Report every line in the entries below that contains the word "metal", copying each such line in full.

_DATA IN THIS EXERCISE_
◆ ◆ ◆
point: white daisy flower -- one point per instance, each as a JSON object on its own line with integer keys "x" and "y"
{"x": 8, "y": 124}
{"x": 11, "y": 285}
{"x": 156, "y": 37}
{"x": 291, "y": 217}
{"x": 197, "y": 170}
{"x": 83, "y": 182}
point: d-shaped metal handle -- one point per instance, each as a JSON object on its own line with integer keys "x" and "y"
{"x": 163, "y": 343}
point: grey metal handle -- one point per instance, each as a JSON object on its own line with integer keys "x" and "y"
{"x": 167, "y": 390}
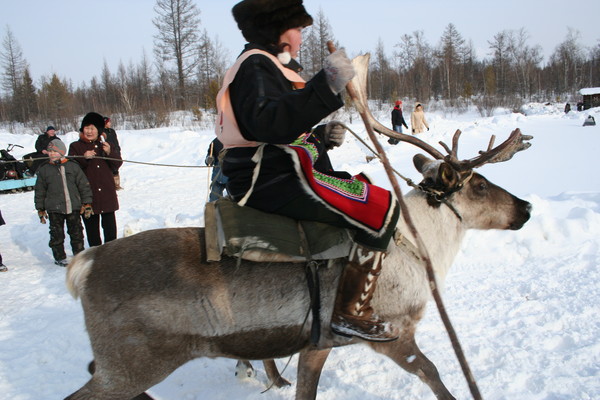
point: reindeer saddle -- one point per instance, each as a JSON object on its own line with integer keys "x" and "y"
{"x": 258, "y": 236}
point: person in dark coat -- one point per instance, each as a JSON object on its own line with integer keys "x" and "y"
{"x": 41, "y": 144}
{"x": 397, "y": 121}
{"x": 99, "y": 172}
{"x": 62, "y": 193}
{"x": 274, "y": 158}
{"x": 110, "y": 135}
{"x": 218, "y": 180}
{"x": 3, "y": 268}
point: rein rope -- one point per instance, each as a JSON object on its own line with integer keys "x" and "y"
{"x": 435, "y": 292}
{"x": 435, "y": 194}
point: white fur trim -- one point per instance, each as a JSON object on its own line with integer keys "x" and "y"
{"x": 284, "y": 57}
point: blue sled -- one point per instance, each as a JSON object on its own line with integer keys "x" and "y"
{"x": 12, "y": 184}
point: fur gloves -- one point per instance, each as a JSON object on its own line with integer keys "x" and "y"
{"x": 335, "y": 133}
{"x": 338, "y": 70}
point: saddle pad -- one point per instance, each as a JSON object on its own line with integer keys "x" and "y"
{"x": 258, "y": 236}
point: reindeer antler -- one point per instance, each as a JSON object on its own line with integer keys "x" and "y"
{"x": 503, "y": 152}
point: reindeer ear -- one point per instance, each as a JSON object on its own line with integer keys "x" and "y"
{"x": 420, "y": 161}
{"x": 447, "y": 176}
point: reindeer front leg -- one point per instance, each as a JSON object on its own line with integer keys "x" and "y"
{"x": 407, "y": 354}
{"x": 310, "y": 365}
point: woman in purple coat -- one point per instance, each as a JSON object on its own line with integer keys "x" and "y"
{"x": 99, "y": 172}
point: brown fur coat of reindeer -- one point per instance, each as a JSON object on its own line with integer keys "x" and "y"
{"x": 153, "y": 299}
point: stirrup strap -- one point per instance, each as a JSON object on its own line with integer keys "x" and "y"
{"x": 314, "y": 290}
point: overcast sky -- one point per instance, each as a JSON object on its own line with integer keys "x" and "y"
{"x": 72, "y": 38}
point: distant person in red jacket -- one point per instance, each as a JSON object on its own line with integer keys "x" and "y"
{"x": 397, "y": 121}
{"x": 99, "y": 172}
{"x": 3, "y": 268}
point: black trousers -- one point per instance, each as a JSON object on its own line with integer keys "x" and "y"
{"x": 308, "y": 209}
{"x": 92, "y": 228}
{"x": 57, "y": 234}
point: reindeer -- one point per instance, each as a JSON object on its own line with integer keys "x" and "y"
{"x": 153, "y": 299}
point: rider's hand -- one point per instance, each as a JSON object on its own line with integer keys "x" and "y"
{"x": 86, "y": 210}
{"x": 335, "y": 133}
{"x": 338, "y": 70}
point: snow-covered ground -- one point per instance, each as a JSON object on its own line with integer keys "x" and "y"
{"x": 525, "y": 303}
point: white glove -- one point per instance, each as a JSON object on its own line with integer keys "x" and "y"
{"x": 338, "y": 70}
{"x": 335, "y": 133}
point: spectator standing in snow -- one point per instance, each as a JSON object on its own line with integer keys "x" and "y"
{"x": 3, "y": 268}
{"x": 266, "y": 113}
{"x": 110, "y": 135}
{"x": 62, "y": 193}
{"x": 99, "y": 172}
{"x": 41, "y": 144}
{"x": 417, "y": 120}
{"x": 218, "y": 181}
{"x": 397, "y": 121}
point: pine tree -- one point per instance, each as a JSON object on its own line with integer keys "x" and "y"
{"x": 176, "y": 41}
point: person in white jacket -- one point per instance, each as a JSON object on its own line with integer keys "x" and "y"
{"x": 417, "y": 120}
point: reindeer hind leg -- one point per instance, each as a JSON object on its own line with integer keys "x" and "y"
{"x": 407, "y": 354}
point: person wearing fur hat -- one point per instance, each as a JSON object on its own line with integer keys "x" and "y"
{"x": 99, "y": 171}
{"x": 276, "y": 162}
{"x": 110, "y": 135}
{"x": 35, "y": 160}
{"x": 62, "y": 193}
◆ ◆ ◆
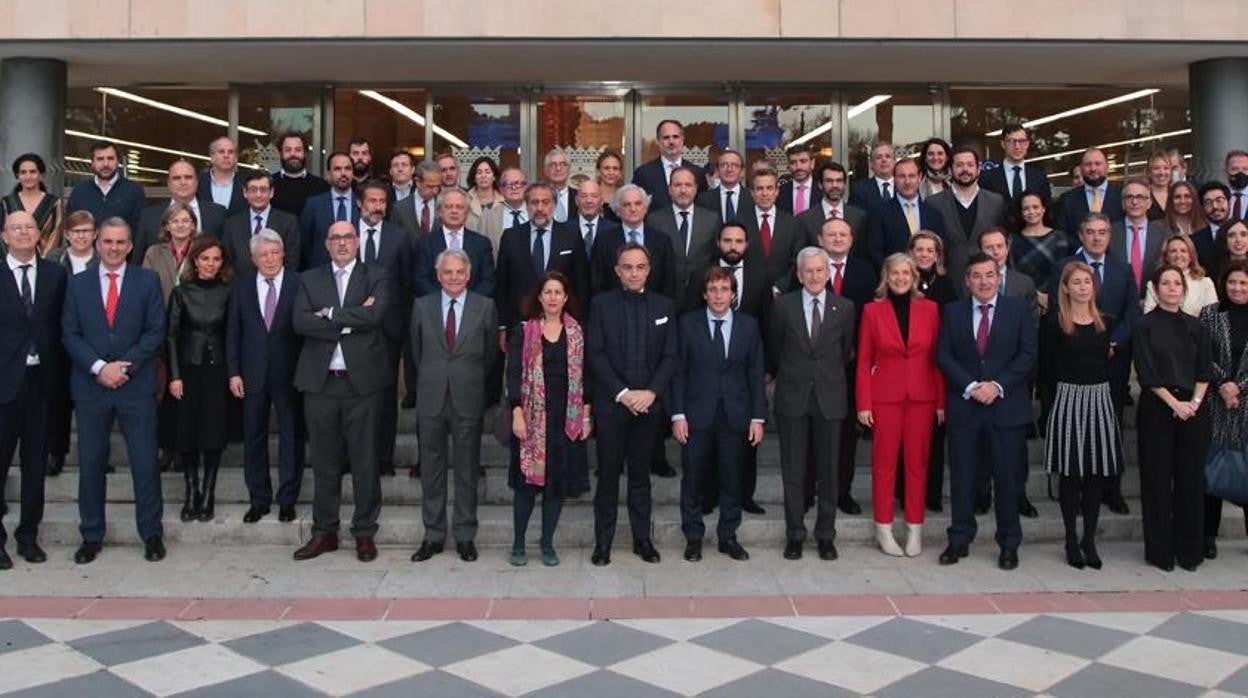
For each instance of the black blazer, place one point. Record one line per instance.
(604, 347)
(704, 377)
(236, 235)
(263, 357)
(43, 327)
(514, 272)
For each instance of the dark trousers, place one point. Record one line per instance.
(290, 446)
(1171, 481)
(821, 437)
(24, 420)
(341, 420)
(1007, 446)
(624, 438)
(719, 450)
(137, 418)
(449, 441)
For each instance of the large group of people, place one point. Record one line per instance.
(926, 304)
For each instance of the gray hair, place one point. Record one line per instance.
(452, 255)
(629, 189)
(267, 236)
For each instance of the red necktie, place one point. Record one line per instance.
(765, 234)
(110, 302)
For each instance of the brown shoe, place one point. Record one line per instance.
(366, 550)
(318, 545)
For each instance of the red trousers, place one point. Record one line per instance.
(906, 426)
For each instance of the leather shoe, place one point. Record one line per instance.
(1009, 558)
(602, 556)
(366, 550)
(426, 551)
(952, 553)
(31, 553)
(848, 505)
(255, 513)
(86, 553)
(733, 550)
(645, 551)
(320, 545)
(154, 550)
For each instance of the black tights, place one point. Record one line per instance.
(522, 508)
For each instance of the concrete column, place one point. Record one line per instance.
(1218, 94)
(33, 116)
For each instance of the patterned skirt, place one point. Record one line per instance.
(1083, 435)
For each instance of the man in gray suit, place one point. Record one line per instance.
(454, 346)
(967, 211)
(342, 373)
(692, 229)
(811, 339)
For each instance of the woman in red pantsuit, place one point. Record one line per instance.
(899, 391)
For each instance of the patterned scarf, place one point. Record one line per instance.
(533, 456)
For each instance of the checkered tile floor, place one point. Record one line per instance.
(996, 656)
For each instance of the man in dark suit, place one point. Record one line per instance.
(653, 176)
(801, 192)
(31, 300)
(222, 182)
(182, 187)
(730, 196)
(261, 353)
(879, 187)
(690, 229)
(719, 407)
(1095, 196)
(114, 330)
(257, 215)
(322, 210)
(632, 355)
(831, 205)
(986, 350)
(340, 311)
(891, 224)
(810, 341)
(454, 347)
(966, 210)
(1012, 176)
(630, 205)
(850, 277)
◆ ◆ ◆
_WRITTEN SOLUTION_
point: d-shaped metal handle -- one point per instance, each as a JSON object on its own line with integer keys "x" and "y"
point: grey metal handle -- one point per instance, each as a JSON object on its own line with integer keys "x" and "y"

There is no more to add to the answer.